[İman ile küfür dahi hicab imiş bu yolda, küfürle sefalaştım imanımı yele verdim. Yunus Emre]

26 Ocak 2011 Çarşamba

Aynanın Suistimali

Kapıya doğru ilerlerken, karşıdan gelmekte olan gürültülü kalabalığa bakıp, modern yaşamda insanlar artık pul koleksiyonu gibi çevre ediniyor diye düşündü. Kendiyle baş başa kalacak vakti ve cesareti bulamayanlar içlerindeki o taşkın sesle ve her yerden kendisine seslenmeye çalışan o aşkın kelimeyle arasına bir set vurmak istercesine, derdiyle dertlenmediği, haliyle hallenmediği, onun aynası olamayan, buna imkan verecek kadar karşılıklı derine inemedikleri, tampon varlıklar topluyorlar etraflarına. Pul koleksiyonu gibi evet, çünkü nitelik değil nicelik, tanımak değil, tanış olmak mesele olmuş. Yüreğe nüfuz etmek değil, nüfuzlu olmak! İnsanın kendi kendini hakkıyla muhatap almadığı bu hayatta, insanca ama insanilikten uzak iletişimler de işte bu yüzden pul koleksiyonunun ötesine geçemiyor olsa gerek. Farkındalık için ayna gerek, ayna gibi dostlar gerek.

## Amaç
Lütfen aynanın suistimali üzerine yazıda "Kapıya doğru ilerlerken, karşıdan" ifadesinden başlayıp "gibi dostlar gerek." ifadesine kadar, bu ifade de dahil olmak üzere, bölümü hiç değiştirmeden tekrar yaz.

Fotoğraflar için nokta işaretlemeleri
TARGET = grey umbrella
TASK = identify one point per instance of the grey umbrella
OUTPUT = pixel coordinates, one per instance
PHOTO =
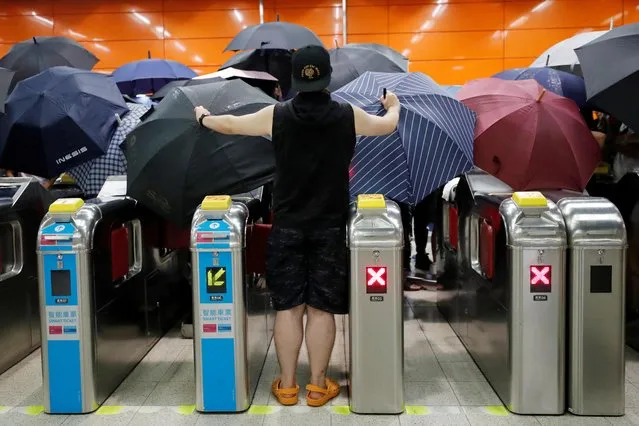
(390, 53)
(274, 35)
(349, 63)
(610, 65)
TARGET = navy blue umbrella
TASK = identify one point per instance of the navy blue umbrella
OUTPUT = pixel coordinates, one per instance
(149, 75)
(433, 142)
(348, 63)
(59, 119)
(274, 35)
(390, 53)
(32, 56)
(562, 83)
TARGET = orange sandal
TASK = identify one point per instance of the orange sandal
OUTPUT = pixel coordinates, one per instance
(285, 396)
(329, 392)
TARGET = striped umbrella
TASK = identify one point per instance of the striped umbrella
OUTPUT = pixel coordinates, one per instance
(433, 142)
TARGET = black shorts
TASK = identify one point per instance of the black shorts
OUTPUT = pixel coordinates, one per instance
(308, 267)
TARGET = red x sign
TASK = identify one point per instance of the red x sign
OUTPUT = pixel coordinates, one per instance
(376, 278)
(540, 278)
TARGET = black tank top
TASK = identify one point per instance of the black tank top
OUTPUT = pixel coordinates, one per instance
(314, 142)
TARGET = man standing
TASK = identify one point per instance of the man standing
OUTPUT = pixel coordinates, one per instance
(307, 271)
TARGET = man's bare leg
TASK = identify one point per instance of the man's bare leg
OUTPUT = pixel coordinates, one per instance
(320, 338)
(288, 335)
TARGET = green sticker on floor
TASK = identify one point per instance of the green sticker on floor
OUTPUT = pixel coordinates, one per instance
(416, 410)
(186, 410)
(261, 409)
(497, 410)
(341, 409)
(109, 410)
(34, 410)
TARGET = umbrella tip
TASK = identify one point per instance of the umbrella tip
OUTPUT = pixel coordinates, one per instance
(541, 95)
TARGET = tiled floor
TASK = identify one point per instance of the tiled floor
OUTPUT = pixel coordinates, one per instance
(442, 386)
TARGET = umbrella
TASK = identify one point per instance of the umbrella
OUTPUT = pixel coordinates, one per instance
(6, 76)
(32, 56)
(529, 137)
(91, 175)
(274, 35)
(390, 53)
(560, 82)
(276, 62)
(452, 89)
(166, 89)
(348, 63)
(59, 119)
(433, 142)
(611, 69)
(260, 79)
(562, 55)
(173, 162)
(149, 75)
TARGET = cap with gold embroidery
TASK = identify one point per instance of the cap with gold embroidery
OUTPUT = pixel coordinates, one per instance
(311, 69)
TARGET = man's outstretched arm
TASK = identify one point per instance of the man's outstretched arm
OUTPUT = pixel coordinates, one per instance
(259, 123)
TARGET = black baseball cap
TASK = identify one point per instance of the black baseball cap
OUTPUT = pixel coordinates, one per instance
(311, 69)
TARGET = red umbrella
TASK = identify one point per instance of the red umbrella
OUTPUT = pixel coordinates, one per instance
(528, 137)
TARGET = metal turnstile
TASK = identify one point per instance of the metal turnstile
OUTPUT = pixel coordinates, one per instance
(376, 327)
(511, 303)
(596, 289)
(23, 202)
(230, 337)
(104, 300)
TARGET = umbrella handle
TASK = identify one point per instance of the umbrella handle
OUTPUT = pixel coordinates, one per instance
(497, 164)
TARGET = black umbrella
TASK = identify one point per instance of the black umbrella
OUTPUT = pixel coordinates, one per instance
(173, 162)
(349, 63)
(276, 62)
(166, 89)
(610, 65)
(274, 35)
(6, 76)
(32, 56)
(390, 53)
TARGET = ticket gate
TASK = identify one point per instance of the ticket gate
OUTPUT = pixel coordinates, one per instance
(375, 345)
(594, 285)
(105, 300)
(230, 322)
(255, 239)
(595, 295)
(23, 202)
(508, 247)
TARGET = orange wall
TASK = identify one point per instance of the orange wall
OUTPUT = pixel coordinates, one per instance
(453, 41)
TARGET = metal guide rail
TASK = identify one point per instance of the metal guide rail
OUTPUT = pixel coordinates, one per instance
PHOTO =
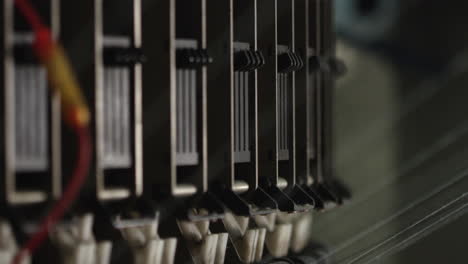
(211, 125)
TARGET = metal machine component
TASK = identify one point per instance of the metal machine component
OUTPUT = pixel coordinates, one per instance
(77, 243)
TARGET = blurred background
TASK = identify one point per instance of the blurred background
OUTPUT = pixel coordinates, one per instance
(401, 133)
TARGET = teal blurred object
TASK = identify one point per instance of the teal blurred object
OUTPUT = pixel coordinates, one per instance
(366, 21)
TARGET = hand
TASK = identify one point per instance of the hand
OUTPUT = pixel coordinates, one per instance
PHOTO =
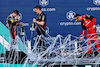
(21, 23)
(81, 38)
(34, 20)
(94, 26)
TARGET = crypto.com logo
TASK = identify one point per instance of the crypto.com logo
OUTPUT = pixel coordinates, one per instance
(43, 2)
(96, 2)
(70, 15)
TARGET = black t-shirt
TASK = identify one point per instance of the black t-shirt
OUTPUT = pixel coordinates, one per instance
(41, 29)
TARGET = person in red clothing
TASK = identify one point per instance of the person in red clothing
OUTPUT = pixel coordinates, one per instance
(88, 22)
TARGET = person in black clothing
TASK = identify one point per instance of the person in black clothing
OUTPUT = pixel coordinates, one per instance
(41, 26)
(12, 20)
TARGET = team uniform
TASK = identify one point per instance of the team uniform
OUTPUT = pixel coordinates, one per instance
(87, 22)
(12, 24)
(41, 30)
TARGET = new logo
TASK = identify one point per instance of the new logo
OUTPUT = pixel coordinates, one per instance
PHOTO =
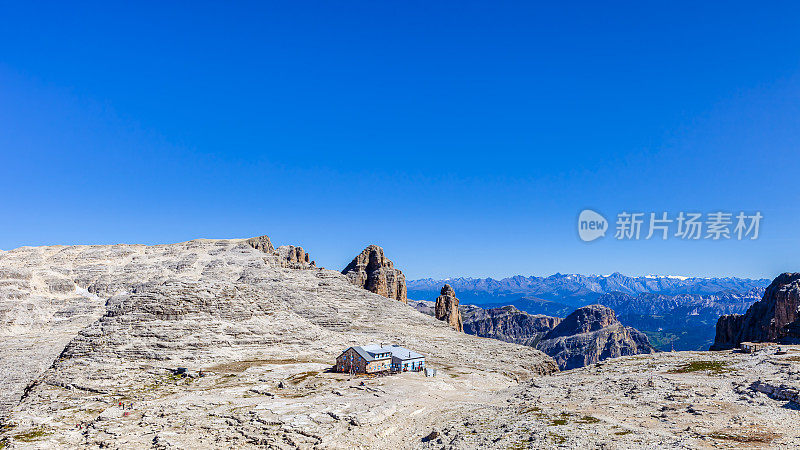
(591, 225)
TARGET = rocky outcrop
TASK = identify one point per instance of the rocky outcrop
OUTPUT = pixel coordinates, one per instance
(294, 257)
(287, 256)
(447, 308)
(374, 272)
(591, 334)
(118, 320)
(507, 324)
(261, 243)
(775, 318)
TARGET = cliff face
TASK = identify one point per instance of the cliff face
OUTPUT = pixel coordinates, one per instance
(775, 318)
(115, 320)
(591, 334)
(374, 272)
(507, 324)
(447, 308)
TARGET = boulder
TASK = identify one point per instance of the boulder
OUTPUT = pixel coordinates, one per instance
(373, 271)
(447, 308)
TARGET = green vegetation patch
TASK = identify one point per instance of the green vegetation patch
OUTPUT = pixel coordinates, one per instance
(562, 419)
(588, 419)
(300, 377)
(712, 367)
(745, 437)
(32, 435)
(557, 438)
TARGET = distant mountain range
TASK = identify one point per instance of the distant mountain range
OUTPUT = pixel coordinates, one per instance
(674, 312)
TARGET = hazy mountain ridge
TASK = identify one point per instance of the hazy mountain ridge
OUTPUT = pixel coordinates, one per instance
(578, 290)
(675, 312)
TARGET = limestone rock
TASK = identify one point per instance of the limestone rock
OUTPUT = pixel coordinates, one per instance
(373, 271)
(261, 243)
(112, 321)
(591, 334)
(507, 323)
(775, 318)
(447, 308)
(294, 257)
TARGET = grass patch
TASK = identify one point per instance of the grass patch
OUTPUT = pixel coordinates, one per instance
(562, 419)
(32, 435)
(712, 367)
(557, 438)
(300, 377)
(748, 437)
(588, 419)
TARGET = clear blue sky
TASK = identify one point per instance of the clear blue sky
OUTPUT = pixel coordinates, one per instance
(463, 137)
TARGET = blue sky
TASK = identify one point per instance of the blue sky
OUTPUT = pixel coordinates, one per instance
(463, 137)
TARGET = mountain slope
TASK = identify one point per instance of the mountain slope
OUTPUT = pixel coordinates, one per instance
(261, 324)
(775, 318)
(589, 335)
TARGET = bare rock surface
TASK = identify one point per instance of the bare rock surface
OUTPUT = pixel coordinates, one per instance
(507, 323)
(591, 334)
(446, 308)
(775, 318)
(220, 344)
(373, 271)
(685, 400)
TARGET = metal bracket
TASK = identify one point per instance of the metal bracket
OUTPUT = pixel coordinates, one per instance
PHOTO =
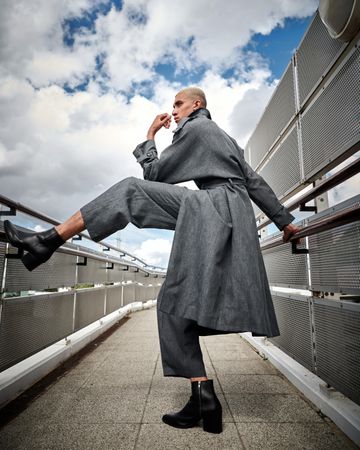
(83, 263)
(303, 207)
(296, 250)
(17, 255)
(9, 212)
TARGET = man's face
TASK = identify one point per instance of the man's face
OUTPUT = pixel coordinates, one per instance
(183, 106)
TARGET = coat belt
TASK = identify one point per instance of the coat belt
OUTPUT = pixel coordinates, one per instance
(215, 182)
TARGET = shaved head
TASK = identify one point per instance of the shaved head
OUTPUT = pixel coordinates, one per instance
(195, 94)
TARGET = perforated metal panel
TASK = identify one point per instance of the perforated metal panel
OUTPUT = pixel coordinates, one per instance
(59, 271)
(337, 336)
(29, 324)
(284, 161)
(113, 298)
(129, 294)
(334, 254)
(331, 125)
(276, 116)
(284, 268)
(89, 306)
(316, 52)
(293, 316)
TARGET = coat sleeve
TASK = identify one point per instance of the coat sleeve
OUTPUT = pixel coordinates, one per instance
(176, 161)
(147, 156)
(262, 194)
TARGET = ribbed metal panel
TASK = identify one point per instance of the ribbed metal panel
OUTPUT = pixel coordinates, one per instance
(93, 272)
(29, 324)
(331, 125)
(314, 55)
(293, 316)
(129, 275)
(139, 293)
(277, 114)
(113, 298)
(2, 260)
(334, 254)
(59, 271)
(337, 335)
(284, 268)
(2, 254)
(129, 294)
(89, 306)
(284, 161)
(116, 274)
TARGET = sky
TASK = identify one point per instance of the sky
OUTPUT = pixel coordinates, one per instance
(81, 81)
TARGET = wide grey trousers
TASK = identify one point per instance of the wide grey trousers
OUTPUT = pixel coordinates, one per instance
(150, 204)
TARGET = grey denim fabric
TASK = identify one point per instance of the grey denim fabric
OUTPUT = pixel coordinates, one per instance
(216, 274)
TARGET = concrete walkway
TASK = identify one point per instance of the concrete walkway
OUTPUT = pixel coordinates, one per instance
(114, 398)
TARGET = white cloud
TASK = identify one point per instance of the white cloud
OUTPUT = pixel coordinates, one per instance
(60, 150)
(154, 251)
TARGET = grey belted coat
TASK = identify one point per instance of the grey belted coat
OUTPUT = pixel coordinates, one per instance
(216, 274)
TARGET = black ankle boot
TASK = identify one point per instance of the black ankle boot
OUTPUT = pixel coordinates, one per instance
(203, 404)
(40, 246)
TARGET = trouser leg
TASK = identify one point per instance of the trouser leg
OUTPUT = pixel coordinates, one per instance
(146, 204)
(180, 347)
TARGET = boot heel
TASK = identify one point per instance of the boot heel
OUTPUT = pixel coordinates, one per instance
(212, 421)
(30, 261)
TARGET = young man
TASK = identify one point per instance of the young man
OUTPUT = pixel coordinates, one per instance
(216, 281)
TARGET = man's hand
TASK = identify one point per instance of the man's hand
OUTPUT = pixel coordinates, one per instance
(289, 230)
(161, 120)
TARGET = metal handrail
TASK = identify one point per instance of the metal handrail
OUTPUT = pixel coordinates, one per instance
(98, 257)
(349, 215)
(339, 177)
(16, 206)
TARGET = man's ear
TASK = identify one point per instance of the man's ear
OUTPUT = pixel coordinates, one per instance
(197, 104)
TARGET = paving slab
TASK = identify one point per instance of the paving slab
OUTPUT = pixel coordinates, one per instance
(310, 436)
(115, 396)
(162, 437)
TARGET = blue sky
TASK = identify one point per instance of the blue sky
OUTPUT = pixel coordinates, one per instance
(81, 81)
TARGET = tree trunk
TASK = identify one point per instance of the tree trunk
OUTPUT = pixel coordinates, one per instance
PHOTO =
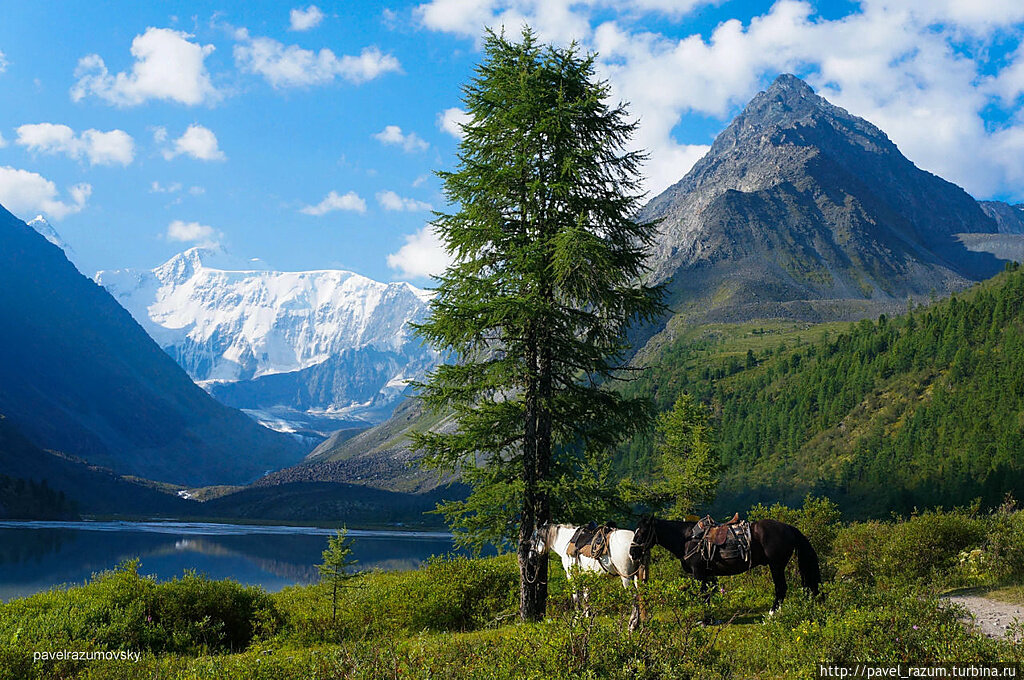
(532, 569)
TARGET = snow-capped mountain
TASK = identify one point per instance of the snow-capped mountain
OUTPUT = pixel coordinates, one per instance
(46, 230)
(298, 350)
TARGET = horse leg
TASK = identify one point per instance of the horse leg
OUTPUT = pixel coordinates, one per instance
(778, 578)
(636, 611)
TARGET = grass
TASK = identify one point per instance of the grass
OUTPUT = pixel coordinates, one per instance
(456, 617)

## Sorunun Çözümü
Kapıya doğru ilerlerken, karşıdan gelmekte olan gürültülü kalabalığa bakıp, modern yaşamda insanlar artık pul koleksiyonu gibi çevre ediniyor diye düşündü. Kendiyle baş başa kalacak vakti ve cesareti bulamayanlar içlerindeki o taşkın sesle ve her yerden kendisine seslenmeye çalışan o aşkın kelimeyle arasına bir set vurmak istercesine, derdiyle dertlenmediği, haliyle hallenmediği, onun aynası olamayan, buna imkan verecek kadar karşılıklı derine inemedikleri, tampon varlıklar topluyorlar etraflarına. Pul koleksiyonu gibi evet, çünkü nitelik değil nicelik, tanımak değil, tanış olmak mesele olmuş. Yüreğe nüfuz etmek değil, nüfuzlu olmak! İnsanın kendi kendini hakkıyla muhatap almadığı bu hayatta, insanca ama insanilikten uzak iletişimler de işte bu yüzden pul koleksiyonunun ötesine geçemiyor olsa gerek. Farkındalık için ayna gerek, ayna gibi dostlar gerek.